Short exercise:
Count the lines in the listing below that contain the word "provide", and reply with that number alone.

[Items stored from a collection]
[Begin]
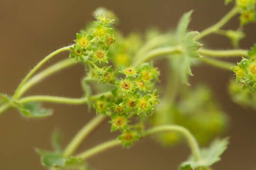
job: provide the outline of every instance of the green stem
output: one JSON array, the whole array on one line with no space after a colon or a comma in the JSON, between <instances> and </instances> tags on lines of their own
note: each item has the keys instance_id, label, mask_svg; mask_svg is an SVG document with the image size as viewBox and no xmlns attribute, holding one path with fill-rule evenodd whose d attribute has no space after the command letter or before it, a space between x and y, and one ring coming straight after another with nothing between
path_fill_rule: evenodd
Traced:
<instances>
[{"instance_id":1,"label":"green stem","mask_svg":"<svg viewBox=\"0 0 256 170\"><path fill-rule=\"evenodd\" d=\"M151 135L165 131L173 131L182 134L187 140L192 155L194 156L196 161L200 160L200 150L196 140L191 133L185 128L176 125L160 126L148 130L146 132L146 135Z\"/></svg>"},{"instance_id":2,"label":"green stem","mask_svg":"<svg viewBox=\"0 0 256 170\"><path fill-rule=\"evenodd\" d=\"M9 103L5 103L1 105L0 107L0 115L4 112L7 110L8 109L10 108L10 106L11 106L10 104Z\"/></svg>"},{"instance_id":3,"label":"green stem","mask_svg":"<svg viewBox=\"0 0 256 170\"><path fill-rule=\"evenodd\" d=\"M235 63L232 63L229 62L220 61L219 60L210 59L209 58L203 57L199 59L201 61L204 62L210 65L224 69L229 71L231 71L230 68L236 65Z\"/></svg>"},{"instance_id":4,"label":"green stem","mask_svg":"<svg viewBox=\"0 0 256 170\"><path fill-rule=\"evenodd\" d=\"M76 63L72 59L67 59L60 61L53 65L47 68L37 74L28 80L20 90L17 93L18 98L20 97L22 94L35 85L43 80L47 76L52 75L60 70L74 65Z\"/></svg>"},{"instance_id":5,"label":"green stem","mask_svg":"<svg viewBox=\"0 0 256 170\"><path fill-rule=\"evenodd\" d=\"M109 141L101 144L95 147L93 147L83 153L77 155L78 157L83 160L86 160L91 156L97 154L108 149L111 148L114 146L118 146L122 144L122 142L118 139L113 139Z\"/></svg>"},{"instance_id":6,"label":"green stem","mask_svg":"<svg viewBox=\"0 0 256 170\"><path fill-rule=\"evenodd\" d=\"M195 38L195 40L197 40L201 39L202 37L218 30L230 20L231 18L235 16L238 13L238 9L237 8L234 7L231 10L216 24L201 32L200 34Z\"/></svg>"},{"instance_id":7,"label":"green stem","mask_svg":"<svg viewBox=\"0 0 256 170\"><path fill-rule=\"evenodd\" d=\"M145 56L142 57L137 59L135 60L134 65L137 66L139 64L146 61L154 57L166 54L172 54L177 52L180 52L181 49L179 46L170 47L162 47L159 48L155 50L152 50L148 52Z\"/></svg>"},{"instance_id":8,"label":"green stem","mask_svg":"<svg viewBox=\"0 0 256 170\"><path fill-rule=\"evenodd\" d=\"M33 69L27 75L25 78L22 80L21 82L18 85L14 94L13 95L13 98L14 99L17 99L18 98L19 91L20 91L22 86L28 80L28 79L33 75L33 74L47 61L49 60L52 58L53 58L55 55L58 54L58 53L68 51L70 50L71 47L72 45L66 46L64 47L61 48L59 49L58 49L55 51L52 52L47 56L46 56L44 59L43 59L41 61L39 62Z\"/></svg>"},{"instance_id":9,"label":"green stem","mask_svg":"<svg viewBox=\"0 0 256 170\"><path fill-rule=\"evenodd\" d=\"M169 131L176 132L183 134L188 141L188 143L190 149L191 150L192 154L196 160L198 161L200 160L200 151L196 140L189 131L184 128L175 125L161 126L148 130L145 133L145 136L151 135L156 133ZM91 149L89 149L78 154L77 156L83 160L86 160L91 156L102 152L107 149L119 145L121 144L121 141L119 140L111 140L100 144Z\"/></svg>"},{"instance_id":10,"label":"green stem","mask_svg":"<svg viewBox=\"0 0 256 170\"><path fill-rule=\"evenodd\" d=\"M111 95L111 92L102 93L91 96L92 99L97 99L102 95L109 96ZM73 98L64 97L57 97L46 95L35 95L23 98L19 100L21 103L24 103L30 102L50 102L57 103L64 103L74 105L80 105L86 103L88 102L88 98L82 97L81 98Z\"/></svg>"},{"instance_id":11,"label":"green stem","mask_svg":"<svg viewBox=\"0 0 256 170\"><path fill-rule=\"evenodd\" d=\"M89 123L85 125L68 144L64 150L64 156L68 157L72 155L82 141L92 133L106 118L105 116L99 115L93 118Z\"/></svg>"},{"instance_id":12,"label":"green stem","mask_svg":"<svg viewBox=\"0 0 256 170\"><path fill-rule=\"evenodd\" d=\"M201 48L197 52L203 55L216 57L248 56L248 51L245 50L212 50Z\"/></svg>"},{"instance_id":13,"label":"green stem","mask_svg":"<svg viewBox=\"0 0 256 170\"><path fill-rule=\"evenodd\" d=\"M144 54L152 49L156 47L161 44L168 42L172 39L170 34L162 34L153 38L147 42L137 53L134 60L137 60L139 57L143 56Z\"/></svg>"},{"instance_id":14,"label":"green stem","mask_svg":"<svg viewBox=\"0 0 256 170\"><path fill-rule=\"evenodd\" d=\"M91 99L95 99L100 97L102 95L109 96L111 95L111 92L108 91L93 95L91 97ZM80 105L87 103L88 102L88 98L82 97L81 98L73 98L46 95L35 95L24 97L18 101L18 102L19 102L21 104L31 102L43 102L56 103ZM1 106L1 107L0 107L0 115L11 107L11 106L9 103L6 103Z\"/></svg>"}]
</instances>

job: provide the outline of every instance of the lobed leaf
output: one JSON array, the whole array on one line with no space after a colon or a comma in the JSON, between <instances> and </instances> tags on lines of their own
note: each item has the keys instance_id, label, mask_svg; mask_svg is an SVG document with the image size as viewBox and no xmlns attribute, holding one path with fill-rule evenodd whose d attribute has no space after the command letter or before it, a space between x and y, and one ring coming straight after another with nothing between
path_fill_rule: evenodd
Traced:
<instances>
[{"instance_id":1,"label":"lobed leaf","mask_svg":"<svg viewBox=\"0 0 256 170\"><path fill-rule=\"evenodd\" d=\"M188 160L182 163L180 169L181 170L194 170L199 167L209 167L220 160L220 155L227 148L228 138L217 139L214 141L208 148L202 149L201 151L201 159L196 161L191 156Z\"/></svg>"}]
</instances>

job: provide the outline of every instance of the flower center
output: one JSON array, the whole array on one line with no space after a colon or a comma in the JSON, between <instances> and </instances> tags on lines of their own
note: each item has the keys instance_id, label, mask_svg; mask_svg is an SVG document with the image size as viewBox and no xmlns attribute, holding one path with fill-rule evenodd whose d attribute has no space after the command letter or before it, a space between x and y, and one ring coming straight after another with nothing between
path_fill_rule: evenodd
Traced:
<instances>
[{"instance_id":1,"label":"flower center","mask_svg":"<svg viewBox=\"0 0 256 170\"><path fill-rule=\"evenodd\" d=\"M82 51L80 50L77 50L75 51L75 54L77 56L80 56L82 55Z\"/></svg>"},{"instance_id":2,"label":"flower center","mask_svg":"<svg viewBox=\"0 0 256 170\"><path fill-rule=\"evenodd\" d=\"M105 56L104 53L102 51L98 51L96 53L96 56L99 59L102 59Z\"/></svg>"},{"instance_id":3,"label":"flower center","mask_svg":"<svg viewBox=\"0 0 256 170\"><path fill-rule=\"evenodd\" d=\"M122 87L124 88L126 90L129 90L130 89L130 87L131 86L131 85L128 82L123 82L123 84L122 85Z\"/></svg>"},{"instance_id":4,"label":"flower center","mask_svg":"<svg viewBox=\"0 0 256 170\"><path fill-rule=\"evenodd\" d=\"M146 101L141 101L139 103L139 107L142 109L145 109L146 107Z\"/></svg>"},{"instance_id":5,"label":"flower center","mask_svg":"<svg viewBox=\"0 0 256 170\"><path fill-rule=\"evenodd\" d=\"M150 78L150 75L148 71L144 71L142 73L142 77L144 80L149 80Z\"/></svg>"},{"instance_id":6,"label":"flower center","mask_svg":"<svg viewBox=\"0 0 256 170\"><path fill-rule=\"evenodd\" d=\"M144 81L139 81L138 82L138 85L141 87L144 87L145 86L145 83Z\"/></svg>"},{"instance_id":7,"label":"flower center","mask_svg":"<svg viewBox=\"0 0 256 170\"><path fill-rule=\"evenodd\" d=\"M121 126L124 123L124 121L123 118L119 118L116 119L115 123L117 126Z\"/></svg>"},{"instance_id":8,"label":"flower center","mask_svg":"<svg viewBox=\"0 0 256 170\"><path fill-rule=\"evenodd\" d=\"M251 66L250 71L253 74L256 74L256 64L254 64Z\"/></svg>"},{"instance_id":9,"label":"flower center","mask_svg":"<svg viewBox=\"0 0 256 170\"><path fill-rule=\"evenodd\" d=\"M129 102L129 103L128 104L129 105L129 106L133 107L135 106L135 102L134 102L134 101L131 101Z\"/></svg>"},{"instance_id":10,"label":"flower center","mask_svg":"<svg viewBox=\"0 0 256 170\"><path fill-rule=\"evenodd\" d=\"M78 41L78 43L82 47L85 47L88 44L88 41L87 39L82 38Z\"/></svg>"},{"instance_id":11,"label":"flower center","mask_svg":"<svg viewBox=\"0 0 256 170\"><path fill-rule=\"evenodd\" d=\"M116 110L117 111L121 112L122 111L123 111L123 108L120 106L117 106L116 107Z\"/></svg>"},{"instance_id":12,"label":"flower center","mask_svg":"<svg viewBox=\"0 0 256 170\"><path fill-rule=\"evenodd\" d=\"M132 74L134 73L135 72L135 71L133 68L128 68L125 69L125 73L128 75Z\"/></svg>"}]
</instances>

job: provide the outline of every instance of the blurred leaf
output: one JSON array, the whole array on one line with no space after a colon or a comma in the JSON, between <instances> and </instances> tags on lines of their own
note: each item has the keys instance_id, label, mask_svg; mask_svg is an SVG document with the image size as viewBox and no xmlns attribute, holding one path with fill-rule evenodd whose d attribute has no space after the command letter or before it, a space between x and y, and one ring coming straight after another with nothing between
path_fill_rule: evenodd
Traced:
<instances>
[{"instance_id":1,"label":"blurred leaf","mask_svg":"<svg viewBox=\"0 0 256 170\"><path fill-rule=\"evenodd\" d=\"M191 20L191 16L192 12L192 10L190 10L184 14L179 22L177 28L177 34L180 42L183 40L183 37L186 34L188 25Z\"/></svg>"},{"instance_id":2,"label":"blurred leaf","mask_svg":"<svg viewBox=\"0 0 256 170\"><path fill-rule=\"evenodd\" d=\"M248 51L248 56L253 60L256 59L256 44L255 44L252 49Z\"/></svg>"},{"instance_id":3,"label":"blurred leaf","mask_svg":"<svg viewBox=\"0 0 256 170\"><path fill-rule=\"evenodd\" d=\"M39 149L37 149L37 152L41 156L41 162L44 166L51 168L65 166L65 160L60 153L48 152Z\"/></svg>"},{"instance_id":4,"label":"blurred leaf","mask_svg":"<svg viewBox=\"0 0 256 170\"><path fill-rule=\"evenodd\" d=\"M83 161L79 158L64 158L60 153L45 151L39 149L37 149L36 151L41 156L42 164L48 168L80 168L85 166Z\"/></svg>"},{"instance_id":5,"label":"blurred leaf","mask_svg":"<svg viewBox=\"0 0 256 170\"><path fill-rule=\"evenodd\" d=\"M229 139L217 139L214 141L208 148L202 149L201 159L196 162L191 156L188 160L182 163L182 170L194 170L199 167L209 167L220 160L220 155L228 147Z\"/></svg>"},{"instance_id":6,"label":"blurred leaf","mask_svg":"<svg viewBox=\"0 0 256 170\"><path fill-rule=\"evenodd\" d=\"M61 153L61 134L59 130L55 129L52 135L52 145L57 153Z\"/></svg>"},{"instance_id":7,"label":"blurred leaf","mask_svg":"<svg viewBox=\"0 0 256 170\"><path fill-rule=\"evenodd\" d=\"M179 55L180 59L177 60L178 63L174 64L179 73L184 83L189 85L188 75L192 76L190 68L190 58L200 57L196 52L202 45L194 41L194 38L199 33L196 31L187 32L188 26L191 20L191 16L192 11L191 10L182 16L179 23L177 29L178 39L180 43L182 53Z\"/></svg>"}]
</instances>

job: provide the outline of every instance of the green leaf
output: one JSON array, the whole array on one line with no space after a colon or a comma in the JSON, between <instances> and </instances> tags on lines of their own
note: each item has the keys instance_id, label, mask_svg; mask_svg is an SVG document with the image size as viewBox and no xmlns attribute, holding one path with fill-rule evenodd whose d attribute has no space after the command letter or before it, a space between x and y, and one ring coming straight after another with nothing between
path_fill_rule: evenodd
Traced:
<instances>
[{"instance_id":1,"label":"green leaf","mask_svg":"<svg viewBox=\"0 0 256 170\"><path fill-rule=\"evenodd\" d=\"M233 1L233 0L225 0L225 4L228 5L229 3Z\"/></svg>"},{"instance_id":2,"label":"green leaf","mask_svg":"<svg viewBox=\"0 0 256 170\"><path fill-rule=\"evenodd\" d=\"M49 109L42 108L39 103L31 102L21 105L14 102L16 107L19 111L20 114L28 118L44 118L51 116L53 110Z\"/></svg>"},{"instance_id":3,"label":"green leaf","mask_svg":"<svg viewBox=\"0 0 256 170\"><path fill-rule=\"evenodd\" d=\"M59 153L51 153L37 149L37 152L41 156L42 164L48 168L64 167L65 160Z\"/></svg>"},{"instance_id":4,"label":"green leaf","mask_svg":"<svg viewBox=\"0 0 256 170\"><path fill-rule=\"evenodd\" d=\"M81 168L85 165L83 161L79 158L64 158L61 153L46 151L38 148L36 151L41 156L42 164L48 168Z\"/></svg>"},{"instance_id":5,"label":"green leaf","mask_svg":"<svg viewBox=\"0 0 256 170\"><path fill-rule=\"evenodd\" d=\"M188 85L189 85L188 75L192 76L190 68L190 58L200 57L196 51L202 45L194 40L195 37L199 34L198 32L187 32L192 12L192 11L191 10L183 15L179 23L177 34L182 51L181 55L176 55L178 56L178 59L176 61L176 67L174 66L177 69L177 72L179 73L183 82Z\"/></svg>"},{"instance_id":6,"label":"green leaf","mask_svg":"<svg viewBox=\"0 0 256 170\"><path fill-rule=\"evenodd\" d=\"M208 148L202 149L201 151L201 159L196 161L191 156L189 160L182 163L180 170L194 170L199 167L209 167L220 160L220 155L227 148L228 138L214 141Z\"/></svg>"},{"instance_id":7,"label":"green leaf","mask_svg":"<svg viewBox=\"0 0 256 170\"><path fill-rule=\"evenodd\" d=\"M52 135L52 145L56 153L61 153L61 134L58 129L54 130Z\"/></svg>"}]
</instances>

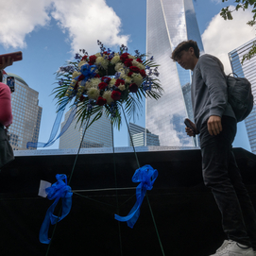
[End]
Correct response:
5